| Problem description |
Nothing but an exact copy of the records is expected here.

___ Dataset

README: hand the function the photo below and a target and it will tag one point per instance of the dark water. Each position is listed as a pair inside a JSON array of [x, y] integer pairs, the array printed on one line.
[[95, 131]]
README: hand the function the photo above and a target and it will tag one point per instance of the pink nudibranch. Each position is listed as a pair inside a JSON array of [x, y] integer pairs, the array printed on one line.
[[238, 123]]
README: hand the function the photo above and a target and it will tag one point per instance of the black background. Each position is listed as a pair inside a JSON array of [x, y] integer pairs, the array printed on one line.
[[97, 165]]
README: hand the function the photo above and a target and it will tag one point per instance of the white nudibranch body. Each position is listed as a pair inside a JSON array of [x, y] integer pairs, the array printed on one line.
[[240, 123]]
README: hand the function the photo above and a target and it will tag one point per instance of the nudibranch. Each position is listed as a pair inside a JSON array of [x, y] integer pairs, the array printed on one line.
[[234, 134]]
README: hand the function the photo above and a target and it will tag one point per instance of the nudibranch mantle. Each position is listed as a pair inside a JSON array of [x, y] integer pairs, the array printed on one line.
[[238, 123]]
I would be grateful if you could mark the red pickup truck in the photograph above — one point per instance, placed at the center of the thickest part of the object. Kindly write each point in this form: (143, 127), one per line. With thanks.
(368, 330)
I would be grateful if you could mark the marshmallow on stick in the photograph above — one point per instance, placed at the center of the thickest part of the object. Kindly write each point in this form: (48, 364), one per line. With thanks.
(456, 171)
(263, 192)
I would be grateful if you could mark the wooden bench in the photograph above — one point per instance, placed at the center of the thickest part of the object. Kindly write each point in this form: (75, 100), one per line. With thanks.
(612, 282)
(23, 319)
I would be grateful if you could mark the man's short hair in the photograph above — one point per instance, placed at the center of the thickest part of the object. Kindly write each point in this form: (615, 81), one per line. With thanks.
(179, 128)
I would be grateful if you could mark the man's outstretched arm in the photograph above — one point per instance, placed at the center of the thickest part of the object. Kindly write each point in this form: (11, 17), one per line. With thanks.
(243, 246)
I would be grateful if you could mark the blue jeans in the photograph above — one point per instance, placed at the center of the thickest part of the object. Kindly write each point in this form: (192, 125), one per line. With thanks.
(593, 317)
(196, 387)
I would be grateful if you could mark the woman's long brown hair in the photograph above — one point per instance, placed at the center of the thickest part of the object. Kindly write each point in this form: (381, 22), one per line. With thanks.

______

| Your solution |
README: hand the function the photo below and a target and it will tag one point per instance of the dark water. Each position is listed as a pair inside a JSON array of [x, y] integer pairs, the array printed on one line.
[[95, 131]]
README: hand the function the photo above and a target and it will tag one point per instance of the pink nudibranch. Each position is listed as a pair inside a JSON array of [x, y] integer pairs, the array printed on one line.
[[238, 123]]
README: hand the function the photo above and a target and it will tag one point per instance of the black background. Each position is listed as a pair inside a JSON array of [x, y] integer pairs, the array printed on one line.
[[97, 165]]
README: hand the function the photo above and a target and it will tag one point per instance of the white nudibranch body. Each position is listed as a pair inside a JSON array of [x, y] integer pairs, the array printed on one line.
[[240, 123]]
README: hand the function the photo above and a target and it will tag one point per instance of the nudibranch. Each position is listed as a pair inside a JSON array of [x, y] integer pairs, the array printed on one line.
[[234, 134]]
README: hand the function the photo above and a target and it will tag one point per instance of the nudibranch mantle. Each position is listed as a pair inside a JSON array of [x, y] integer pairs, the array printed on one line.
[[238, 123]]
I would be grateful if you could mark the red pickup truck in the photograph above — one point per instance, placed at the center of the thickest part of the object. Kindly write each point in this form: (143, 127), one per line. With thanks.
(368, 330)
I would be grateful if you could mark the marshmallow on stick in the photograph above — one point per instance, placed at the center of the thickest part of the object. Kindly write each point in this form: (48, 364), one per line. With thanks.
(456, 171)
(263, 192)
I would be grateful if you could mark the wooden bench in the photograph above — one point per instance, placed at the center of the thickest part of the object. Kindly write each point in this form: (75, 100), one per line. With thanks.
(612, 282)
(23, 319)
I would be grateful if you could mark the man's short hair in the photograph above — one point per instance, placed at the center of the thickest part of the object. Kindly write each point in this form: (615, 81), one per line. With thanks.
(179, 128)
I would be grateful if you could mark the man's outstretched arm in the photograph above — one point per instance, placed at the center of the thickest part of the object. Kindly write each point in this form: (11, 17), one per line. With thanks.
(243, 246)
I would be grateful if you could mark the blue jeans in the photograph above — one point per instance, placed at the center of the thickest part of the object. Kindly write each point in this form: (192, 125), one per line. With thanks.
(593, 317)
(196, 387)
I would be grateful if you could mark the woman's long brown hair in the photograph above — one point per instance, placed at the center of the thickest part of the object. Kindly write each point in this form: (381, 22), one per line. With thanks.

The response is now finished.